WHAT TO WORK ON — Arrange the lines of the records as a JSON list of strings, one string per line and with blank lines left out, beginning with the line that contains "of the overcast" and ending with the last line of the records.

-- START OF EXERCISE MATERIALS --

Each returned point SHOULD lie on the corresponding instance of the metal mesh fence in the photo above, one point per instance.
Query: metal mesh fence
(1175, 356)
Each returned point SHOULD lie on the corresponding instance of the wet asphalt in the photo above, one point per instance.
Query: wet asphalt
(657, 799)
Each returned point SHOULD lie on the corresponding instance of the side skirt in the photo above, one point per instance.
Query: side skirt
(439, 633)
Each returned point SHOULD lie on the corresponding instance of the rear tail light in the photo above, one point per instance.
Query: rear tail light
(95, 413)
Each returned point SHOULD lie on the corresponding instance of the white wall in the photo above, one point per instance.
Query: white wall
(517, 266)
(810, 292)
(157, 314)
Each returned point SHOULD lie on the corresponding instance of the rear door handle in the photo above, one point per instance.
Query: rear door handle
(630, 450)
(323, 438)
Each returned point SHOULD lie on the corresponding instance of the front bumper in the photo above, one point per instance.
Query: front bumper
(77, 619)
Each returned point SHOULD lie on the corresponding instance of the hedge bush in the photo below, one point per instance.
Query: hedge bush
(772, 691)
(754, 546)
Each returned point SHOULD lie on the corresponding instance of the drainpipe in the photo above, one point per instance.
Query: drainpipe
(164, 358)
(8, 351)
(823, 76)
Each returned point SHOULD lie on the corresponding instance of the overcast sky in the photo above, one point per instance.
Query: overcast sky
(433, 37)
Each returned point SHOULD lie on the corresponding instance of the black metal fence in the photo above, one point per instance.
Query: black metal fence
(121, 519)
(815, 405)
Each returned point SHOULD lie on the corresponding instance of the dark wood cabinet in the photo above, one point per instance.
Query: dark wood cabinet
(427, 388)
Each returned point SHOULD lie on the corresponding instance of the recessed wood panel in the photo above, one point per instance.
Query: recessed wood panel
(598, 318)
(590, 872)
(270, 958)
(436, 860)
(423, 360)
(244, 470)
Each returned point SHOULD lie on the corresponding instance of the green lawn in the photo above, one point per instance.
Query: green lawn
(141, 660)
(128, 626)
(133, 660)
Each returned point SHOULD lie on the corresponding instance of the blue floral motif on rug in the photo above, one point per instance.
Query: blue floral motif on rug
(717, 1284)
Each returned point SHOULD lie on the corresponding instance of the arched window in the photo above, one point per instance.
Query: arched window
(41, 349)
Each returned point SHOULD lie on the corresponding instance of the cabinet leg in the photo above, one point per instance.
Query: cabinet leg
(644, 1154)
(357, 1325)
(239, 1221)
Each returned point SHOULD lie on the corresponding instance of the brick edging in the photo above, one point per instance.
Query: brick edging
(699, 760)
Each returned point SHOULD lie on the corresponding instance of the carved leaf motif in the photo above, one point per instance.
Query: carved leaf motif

-- END OF EXERCISE MATERIALS --

RESULT —
[
  "Each returned point SHOULD lie on the corresponding instance of the overcast sky in the photo above, one point per instance.",
  "Query: overcast sky",
  "(433, 37)",
  "Each returned point SHOULD lie on the corresponding instance of the black metal fence in the photo above, one point per instance.",
  "Query: black metal fence",
  "(121, 519)",
  "(815, 405)",
  "Each returned point SHOULD lie on the corresponding instance of the dark wood cabinet in the photo above, one point per instance.",
  "Query: dark wood cabinet",
  "(427, 388)",
  "Each returned point SHOULD lie on the corresponding instance of the recessed wood panel in the photo above, one point per instance.",
  "Query: recessed wood panel",
  "(598, 318)",
  "(590, 872)",
  "(270, 958)",
  "(436, 860)",
  "(423, 360)",
  "(244, 470)",
  "Each returned point SHOULD lie on the corresponding instance of the green lawn in the photo above, one point per instance.",
  "Query: green lawn",
  "(141, 660)",
  "(128, 626)",
  "(133, 660)",
  "Each returned point SHOULD lie on the corresponding instance of the blue floral motif on rug in the photo above, one point per instance.",
  "Query: blue floral motif on rug",
  "(717, 1284)",
  "Each returned point SHOULD lie on the corresponding instance of the arched window in the photo above, one point per instance.",
  "Query: arched window",
  "(41, 349)",
  "Each returned point SHOULD lie on the corresponding instance of the cabinet leg in the photo above, one point per instance.",
  "Query: cabinet leg",
  "(644, 1154)",
  "(357, 1325)",
  "(239, 1221)",
  "Each returned point SHOULD lie on the corresponding instance of the brick edging in the photo above, one point per instance.",
  "Query: brick edging",
  "(699, 760)",
  "Each returned point SHOULD lie on the corresponding instance of the carved leaf motif in the photo above, one point per instance.",
  "Query: carved leaf motif"
]